_Exercise requirements:_ Put the records below into a Markdown table with two columns: Row for the row number and Text for the line. Leave out any blank lines.

:::::

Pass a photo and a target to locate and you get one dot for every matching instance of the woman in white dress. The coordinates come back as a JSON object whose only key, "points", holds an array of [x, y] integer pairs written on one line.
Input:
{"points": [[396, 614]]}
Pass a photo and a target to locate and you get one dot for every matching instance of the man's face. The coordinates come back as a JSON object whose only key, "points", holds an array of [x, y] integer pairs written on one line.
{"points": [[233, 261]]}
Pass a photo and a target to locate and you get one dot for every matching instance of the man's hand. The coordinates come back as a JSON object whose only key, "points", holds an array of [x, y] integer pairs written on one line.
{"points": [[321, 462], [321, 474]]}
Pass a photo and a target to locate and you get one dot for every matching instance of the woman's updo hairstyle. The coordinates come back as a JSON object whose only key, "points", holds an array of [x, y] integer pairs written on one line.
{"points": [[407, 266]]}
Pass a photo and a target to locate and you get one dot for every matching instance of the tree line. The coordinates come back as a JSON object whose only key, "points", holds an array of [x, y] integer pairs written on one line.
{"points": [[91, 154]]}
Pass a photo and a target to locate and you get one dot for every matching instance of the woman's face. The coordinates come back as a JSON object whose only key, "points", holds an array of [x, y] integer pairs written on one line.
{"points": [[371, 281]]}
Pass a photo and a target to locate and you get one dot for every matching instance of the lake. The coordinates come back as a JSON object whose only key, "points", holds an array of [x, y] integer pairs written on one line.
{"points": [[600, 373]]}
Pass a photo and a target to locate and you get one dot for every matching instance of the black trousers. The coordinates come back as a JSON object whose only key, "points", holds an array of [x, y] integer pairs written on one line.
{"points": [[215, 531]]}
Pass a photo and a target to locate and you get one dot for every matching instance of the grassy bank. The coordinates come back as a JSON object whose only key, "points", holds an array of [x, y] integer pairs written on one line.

:::::

_Expected answer:_
| Row | Text |
|---|---|
| 1 | Pass a photo and a target to locate and you get one dot for every matching instance of the woman in white dress. The coordinates come back as a JSON object whose only key, "points", holds an array of [x, y] integer pairs written on one line. |
| 2 | Input: |
| 3 | {"points": [[396, 614]]} |
| 4 | Pass a photo and a target to locate and you get one dot for every matching instance of the man's face. The coordinates come back as a JSON object whose only key, "points", holds an array of [x, y] integer pairs written on one line. |
| 5 | {"points": [[233, 261]]} |
| 6 | Pass a photo and a target to locate and you get one dot for every matching instance of the man's hand. The coordinates come back as a JSON object whose only key, "points", holds an array of [x, y] integer pairs written on one line. |
| 7 | {"points": [[321, 462], [321, 474]]} |
| 8 | Pass a photo and a target to locate and you get one dot for every matching instance of the woman's updo hairstyle. The coordinates come back as a JSON object whose only key, "points", holds an array of [x, y] integer pairs written on one line. |
| 9 | {"points": [[407, 266]]} |
| 10 | Pass a photo and a target to locate and you get one dot for every matching instance of the tree line. The coordinates come back as a JSON object whose only key, "points", holds an array of [x, y] integer pairs written on one line. |
| 11 | {"points": [[91, 154]]} |
| 12 | Pass a photo and a target to locate and you get one dot for every matching instance of the woman's face. The coordinates come back as a JSON object whose only key, "points", holds an array of [x, y] integer pairs written on one line. |
| 13 | {"points": [[371, 281]]} |
| 14 | Pass a photo and a target to locate and you get one dot for every matching instance of the lake. The coordinates come back as a JSON object whose only key, "points", holds an array of [x, y] integer pairs written on one line. |
| 15 | {"points": [[600, 373]]} |
| 16 | Pass a photo and a target to locate and you get one dot for every matching instance of the black trousers. The coordinates come back as a JSON object whose only key, "points", holds an array of [x, y] integer pairs written on one line. |
| 17 | {"points": [[215, 531]]} |
| 18 | Pass a photo and a target to locate and you get one dot for every matching instance of the grassy bank. The coordinates come back as a JSON object whose only key, "points", holds an array of [x, y] integer pairs written on one line. |